● **TASK BRIEF**: Please pull out every line in the entries below that contains the word "baseball".

Entries from a point labeling set
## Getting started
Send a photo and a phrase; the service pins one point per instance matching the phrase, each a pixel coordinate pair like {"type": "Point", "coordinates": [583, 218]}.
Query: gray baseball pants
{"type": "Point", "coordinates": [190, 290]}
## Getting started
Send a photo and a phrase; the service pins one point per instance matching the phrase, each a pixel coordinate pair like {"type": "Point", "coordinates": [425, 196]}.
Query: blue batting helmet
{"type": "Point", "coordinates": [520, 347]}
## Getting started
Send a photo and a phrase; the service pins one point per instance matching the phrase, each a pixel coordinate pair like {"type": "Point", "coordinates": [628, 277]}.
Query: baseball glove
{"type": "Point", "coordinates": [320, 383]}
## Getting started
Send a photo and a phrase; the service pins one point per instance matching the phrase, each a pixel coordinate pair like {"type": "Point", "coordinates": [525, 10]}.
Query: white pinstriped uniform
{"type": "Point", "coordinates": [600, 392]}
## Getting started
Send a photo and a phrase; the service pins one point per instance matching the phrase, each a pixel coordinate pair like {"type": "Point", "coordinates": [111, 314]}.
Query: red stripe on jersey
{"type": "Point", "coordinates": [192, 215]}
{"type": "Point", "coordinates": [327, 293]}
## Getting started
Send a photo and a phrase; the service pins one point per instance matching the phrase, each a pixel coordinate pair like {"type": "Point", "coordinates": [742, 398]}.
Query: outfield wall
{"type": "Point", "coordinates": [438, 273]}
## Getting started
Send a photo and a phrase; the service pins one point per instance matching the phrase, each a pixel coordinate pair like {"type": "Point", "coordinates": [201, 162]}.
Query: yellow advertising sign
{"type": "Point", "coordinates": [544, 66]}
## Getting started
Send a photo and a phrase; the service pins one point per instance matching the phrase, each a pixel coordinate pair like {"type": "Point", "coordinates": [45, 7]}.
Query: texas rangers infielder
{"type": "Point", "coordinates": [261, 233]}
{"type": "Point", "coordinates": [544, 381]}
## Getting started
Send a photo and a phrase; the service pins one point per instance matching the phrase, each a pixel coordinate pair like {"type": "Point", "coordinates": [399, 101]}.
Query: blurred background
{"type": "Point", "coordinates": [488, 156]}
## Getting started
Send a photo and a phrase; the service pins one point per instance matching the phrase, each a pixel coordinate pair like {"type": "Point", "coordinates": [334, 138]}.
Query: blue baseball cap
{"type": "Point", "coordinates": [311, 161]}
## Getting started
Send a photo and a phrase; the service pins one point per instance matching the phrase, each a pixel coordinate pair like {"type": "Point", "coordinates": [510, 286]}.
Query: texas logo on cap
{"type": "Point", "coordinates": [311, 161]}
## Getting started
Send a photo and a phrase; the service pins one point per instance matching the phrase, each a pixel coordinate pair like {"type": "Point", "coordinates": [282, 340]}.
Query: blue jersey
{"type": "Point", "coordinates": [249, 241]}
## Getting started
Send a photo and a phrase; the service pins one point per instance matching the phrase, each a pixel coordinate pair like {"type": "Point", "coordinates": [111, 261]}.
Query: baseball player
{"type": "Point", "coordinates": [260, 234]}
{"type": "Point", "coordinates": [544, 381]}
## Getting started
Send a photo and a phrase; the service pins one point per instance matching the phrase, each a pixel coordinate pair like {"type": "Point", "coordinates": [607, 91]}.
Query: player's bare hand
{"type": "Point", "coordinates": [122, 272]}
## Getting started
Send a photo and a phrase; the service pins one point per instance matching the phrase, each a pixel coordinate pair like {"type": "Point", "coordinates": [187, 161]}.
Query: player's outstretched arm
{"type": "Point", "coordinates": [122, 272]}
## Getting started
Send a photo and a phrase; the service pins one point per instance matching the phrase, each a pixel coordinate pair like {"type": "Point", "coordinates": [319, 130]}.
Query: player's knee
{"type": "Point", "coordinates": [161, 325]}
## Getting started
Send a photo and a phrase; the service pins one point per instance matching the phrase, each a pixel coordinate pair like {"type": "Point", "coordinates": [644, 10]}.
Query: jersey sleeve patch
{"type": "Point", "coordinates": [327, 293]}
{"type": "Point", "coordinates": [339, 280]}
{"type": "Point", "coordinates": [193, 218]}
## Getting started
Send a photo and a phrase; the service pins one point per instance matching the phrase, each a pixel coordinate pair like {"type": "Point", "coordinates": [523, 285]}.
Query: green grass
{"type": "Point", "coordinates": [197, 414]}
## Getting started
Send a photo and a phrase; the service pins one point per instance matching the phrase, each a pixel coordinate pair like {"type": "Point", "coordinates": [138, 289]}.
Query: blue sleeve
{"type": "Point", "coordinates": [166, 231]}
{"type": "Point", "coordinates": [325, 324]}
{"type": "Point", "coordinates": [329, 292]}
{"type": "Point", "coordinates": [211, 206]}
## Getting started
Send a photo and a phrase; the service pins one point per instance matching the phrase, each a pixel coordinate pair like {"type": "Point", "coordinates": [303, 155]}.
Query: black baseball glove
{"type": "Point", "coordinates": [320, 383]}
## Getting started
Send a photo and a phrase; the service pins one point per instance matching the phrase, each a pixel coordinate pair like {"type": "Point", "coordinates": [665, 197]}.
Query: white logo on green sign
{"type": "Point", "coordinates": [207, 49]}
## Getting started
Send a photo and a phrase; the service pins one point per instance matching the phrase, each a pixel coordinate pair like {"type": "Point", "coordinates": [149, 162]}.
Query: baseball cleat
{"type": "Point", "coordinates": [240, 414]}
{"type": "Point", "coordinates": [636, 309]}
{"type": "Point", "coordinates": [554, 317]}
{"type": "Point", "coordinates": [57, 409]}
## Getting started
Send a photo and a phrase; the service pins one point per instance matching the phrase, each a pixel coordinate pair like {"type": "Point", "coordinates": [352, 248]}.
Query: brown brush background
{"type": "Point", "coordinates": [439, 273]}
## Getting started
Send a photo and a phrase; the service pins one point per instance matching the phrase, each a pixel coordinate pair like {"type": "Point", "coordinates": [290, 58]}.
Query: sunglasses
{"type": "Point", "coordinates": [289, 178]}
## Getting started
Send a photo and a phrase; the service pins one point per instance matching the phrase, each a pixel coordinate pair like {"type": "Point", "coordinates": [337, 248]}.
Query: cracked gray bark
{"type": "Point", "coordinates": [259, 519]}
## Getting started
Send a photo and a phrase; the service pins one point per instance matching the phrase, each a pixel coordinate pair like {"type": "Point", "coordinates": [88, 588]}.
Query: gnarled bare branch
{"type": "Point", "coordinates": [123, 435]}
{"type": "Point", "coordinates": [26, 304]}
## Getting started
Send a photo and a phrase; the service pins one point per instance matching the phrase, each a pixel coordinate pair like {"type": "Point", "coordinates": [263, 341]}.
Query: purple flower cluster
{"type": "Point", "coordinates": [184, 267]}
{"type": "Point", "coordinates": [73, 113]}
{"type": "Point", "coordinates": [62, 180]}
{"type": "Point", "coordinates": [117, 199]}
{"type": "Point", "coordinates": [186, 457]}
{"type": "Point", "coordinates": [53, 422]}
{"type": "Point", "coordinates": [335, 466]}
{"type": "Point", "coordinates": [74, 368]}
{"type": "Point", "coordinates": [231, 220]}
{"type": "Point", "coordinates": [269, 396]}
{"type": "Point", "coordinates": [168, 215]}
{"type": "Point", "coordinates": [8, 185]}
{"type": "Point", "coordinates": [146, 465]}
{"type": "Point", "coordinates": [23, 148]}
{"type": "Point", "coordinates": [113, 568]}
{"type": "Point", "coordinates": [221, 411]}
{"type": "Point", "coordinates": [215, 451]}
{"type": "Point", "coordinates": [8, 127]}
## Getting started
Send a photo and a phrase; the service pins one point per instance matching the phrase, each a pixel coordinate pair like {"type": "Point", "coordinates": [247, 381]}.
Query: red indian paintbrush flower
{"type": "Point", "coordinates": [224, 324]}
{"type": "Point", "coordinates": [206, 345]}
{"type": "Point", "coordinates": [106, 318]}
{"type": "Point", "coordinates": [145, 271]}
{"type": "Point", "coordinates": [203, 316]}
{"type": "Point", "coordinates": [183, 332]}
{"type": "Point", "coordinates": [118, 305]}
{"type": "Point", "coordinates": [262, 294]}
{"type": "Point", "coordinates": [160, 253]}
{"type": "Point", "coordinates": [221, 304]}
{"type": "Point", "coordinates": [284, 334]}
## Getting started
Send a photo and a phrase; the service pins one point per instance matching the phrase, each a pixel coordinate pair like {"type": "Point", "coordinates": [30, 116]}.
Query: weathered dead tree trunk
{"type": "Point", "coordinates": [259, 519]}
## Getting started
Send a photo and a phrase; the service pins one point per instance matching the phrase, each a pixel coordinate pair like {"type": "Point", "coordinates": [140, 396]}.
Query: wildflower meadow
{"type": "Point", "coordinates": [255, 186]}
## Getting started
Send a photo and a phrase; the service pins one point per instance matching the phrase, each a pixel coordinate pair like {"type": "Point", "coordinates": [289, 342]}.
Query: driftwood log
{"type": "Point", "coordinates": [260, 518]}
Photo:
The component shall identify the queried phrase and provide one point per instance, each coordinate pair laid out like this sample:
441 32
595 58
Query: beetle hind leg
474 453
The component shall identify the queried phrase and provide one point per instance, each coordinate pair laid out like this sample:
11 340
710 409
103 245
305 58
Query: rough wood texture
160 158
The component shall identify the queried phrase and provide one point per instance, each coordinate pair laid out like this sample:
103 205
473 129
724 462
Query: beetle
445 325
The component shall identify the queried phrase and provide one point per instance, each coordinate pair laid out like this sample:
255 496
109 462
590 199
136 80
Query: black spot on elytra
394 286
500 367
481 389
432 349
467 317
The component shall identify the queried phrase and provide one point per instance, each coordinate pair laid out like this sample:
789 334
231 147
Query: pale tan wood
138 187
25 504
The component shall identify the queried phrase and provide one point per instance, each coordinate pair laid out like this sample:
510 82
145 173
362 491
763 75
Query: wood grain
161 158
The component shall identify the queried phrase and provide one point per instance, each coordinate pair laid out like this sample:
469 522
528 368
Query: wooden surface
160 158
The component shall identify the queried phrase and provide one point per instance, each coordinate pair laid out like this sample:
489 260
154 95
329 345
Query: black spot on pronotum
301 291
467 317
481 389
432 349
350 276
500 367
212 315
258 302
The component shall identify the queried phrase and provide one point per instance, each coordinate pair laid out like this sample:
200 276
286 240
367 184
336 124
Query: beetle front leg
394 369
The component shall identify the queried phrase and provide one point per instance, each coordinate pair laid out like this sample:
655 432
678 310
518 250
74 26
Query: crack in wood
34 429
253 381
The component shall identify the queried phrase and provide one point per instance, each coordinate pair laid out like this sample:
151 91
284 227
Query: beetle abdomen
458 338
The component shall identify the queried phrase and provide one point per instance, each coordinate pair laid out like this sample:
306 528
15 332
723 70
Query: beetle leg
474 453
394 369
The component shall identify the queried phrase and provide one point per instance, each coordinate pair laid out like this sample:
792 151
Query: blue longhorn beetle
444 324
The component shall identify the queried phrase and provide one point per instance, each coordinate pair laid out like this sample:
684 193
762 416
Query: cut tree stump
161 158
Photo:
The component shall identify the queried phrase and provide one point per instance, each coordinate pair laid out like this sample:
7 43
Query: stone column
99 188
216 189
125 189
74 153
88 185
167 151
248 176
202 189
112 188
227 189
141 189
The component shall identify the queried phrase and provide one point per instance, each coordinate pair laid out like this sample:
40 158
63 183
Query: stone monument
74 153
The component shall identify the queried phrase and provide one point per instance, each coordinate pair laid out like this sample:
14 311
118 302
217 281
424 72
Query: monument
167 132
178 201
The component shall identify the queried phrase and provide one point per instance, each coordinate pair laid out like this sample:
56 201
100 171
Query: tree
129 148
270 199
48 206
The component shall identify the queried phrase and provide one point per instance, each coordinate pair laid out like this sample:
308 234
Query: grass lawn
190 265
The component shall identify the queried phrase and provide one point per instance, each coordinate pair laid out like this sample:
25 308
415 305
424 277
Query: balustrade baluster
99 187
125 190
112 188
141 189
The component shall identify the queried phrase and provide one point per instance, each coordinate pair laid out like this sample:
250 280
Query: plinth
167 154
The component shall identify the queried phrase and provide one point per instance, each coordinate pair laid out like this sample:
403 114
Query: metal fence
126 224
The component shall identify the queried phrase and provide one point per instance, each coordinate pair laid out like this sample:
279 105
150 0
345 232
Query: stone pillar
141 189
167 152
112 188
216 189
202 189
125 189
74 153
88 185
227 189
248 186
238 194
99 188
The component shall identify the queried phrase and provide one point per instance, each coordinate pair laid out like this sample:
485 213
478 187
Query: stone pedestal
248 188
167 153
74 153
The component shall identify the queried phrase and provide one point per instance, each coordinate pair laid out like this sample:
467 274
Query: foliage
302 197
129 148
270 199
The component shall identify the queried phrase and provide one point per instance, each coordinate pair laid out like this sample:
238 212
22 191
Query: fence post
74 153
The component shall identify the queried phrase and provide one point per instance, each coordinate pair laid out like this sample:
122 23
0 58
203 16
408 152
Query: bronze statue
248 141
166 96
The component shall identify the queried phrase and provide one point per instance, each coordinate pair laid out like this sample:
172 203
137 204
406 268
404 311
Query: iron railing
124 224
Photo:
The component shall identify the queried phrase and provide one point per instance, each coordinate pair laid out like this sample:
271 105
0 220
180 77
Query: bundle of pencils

● **OUTPUT**:
Query: gray baseball pants
Query: baseball glove
Query: blue baseball cap
Query: baseball player
Query: black baseball glove
Query: baseball cleat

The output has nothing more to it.